*PROVIDED RECORDS*
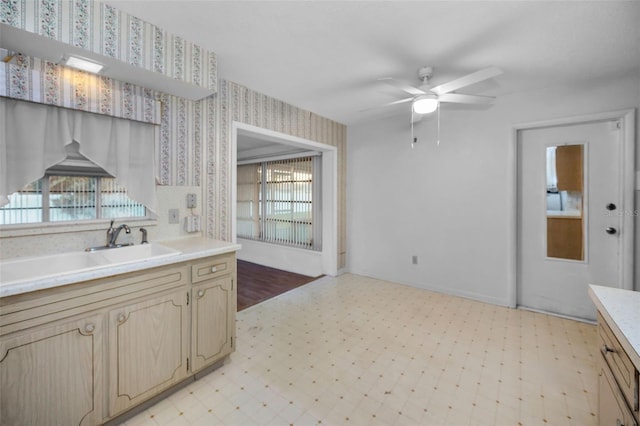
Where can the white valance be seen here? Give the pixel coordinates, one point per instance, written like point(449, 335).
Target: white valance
point(35, 136)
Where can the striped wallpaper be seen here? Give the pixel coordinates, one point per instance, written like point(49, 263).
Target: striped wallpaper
point(238, 103)
point(105, 30)
point(189, 131)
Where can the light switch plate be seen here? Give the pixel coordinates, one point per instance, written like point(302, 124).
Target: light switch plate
point(174, 216)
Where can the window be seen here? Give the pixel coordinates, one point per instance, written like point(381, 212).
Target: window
point(279, 201)
point(62, 198)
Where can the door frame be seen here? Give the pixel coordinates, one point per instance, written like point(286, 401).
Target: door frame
point(329, 214)
point(627, 186)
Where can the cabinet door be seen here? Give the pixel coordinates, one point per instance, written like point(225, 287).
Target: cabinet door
point(53, 375)
point(612, 409)
point(147, 349)
point(213, 321)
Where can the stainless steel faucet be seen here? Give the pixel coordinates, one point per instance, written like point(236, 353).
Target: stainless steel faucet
point(112, 233)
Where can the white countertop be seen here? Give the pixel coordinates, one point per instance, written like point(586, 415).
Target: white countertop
point(190, 248)
point(621, 309)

*EXERCISE AIM*
Please write out the listing above again, swapping each "Target" for "Label" and keeping everything else the same. Omit the pictures.

*EXERCISE ANSWER*
Where can the white valance be seen here? Give the pixel coordinates, one point per instance, written like point(449, 335).
Label: white valance
point(35, 136)
Where can the striped wallpaper be seen here? Give the pixel coordinates, one point per instance, written like point(49, 263).
Label: striped wallpaper
point(238, 103)
point(105, 30)
point(189, 131)
Where can the light switch plate be seen here? Give the pixel coordinates, one point per instance, written like point(302, 124).
Label: light switch plate
point(174, 216)
Where can the window be seen here? Give the pixel coordinates, one point per instance, written like point(381, 212).
Label: window
point(279, 201)
point(62, 198)
Where can the door frame be seen here? Give the pixel coordinates, one point per instance, written like point(286, 401).
Label: door frame
point(329, 214)
point(627, 186)
Where can the cabinet door be seen here? Give the pixel coordinates, one point per instance, written like point(225, 287).
Label: cabinet door
point(53, 375)
point(612, 409)
point(147, 349)
point(213, 321)
Where can the stainless steel faucet be seen here? Give the pixel coordinates, one point per instance, written like point(236, 353).
Label: stainless steel faucet
point(112, 233)
Where can the white countertop be seen here? Give the pixel coordinates, one point per instance, written like point(586, 415).
Label: white countertop
point(190, 248)
point(621, 309)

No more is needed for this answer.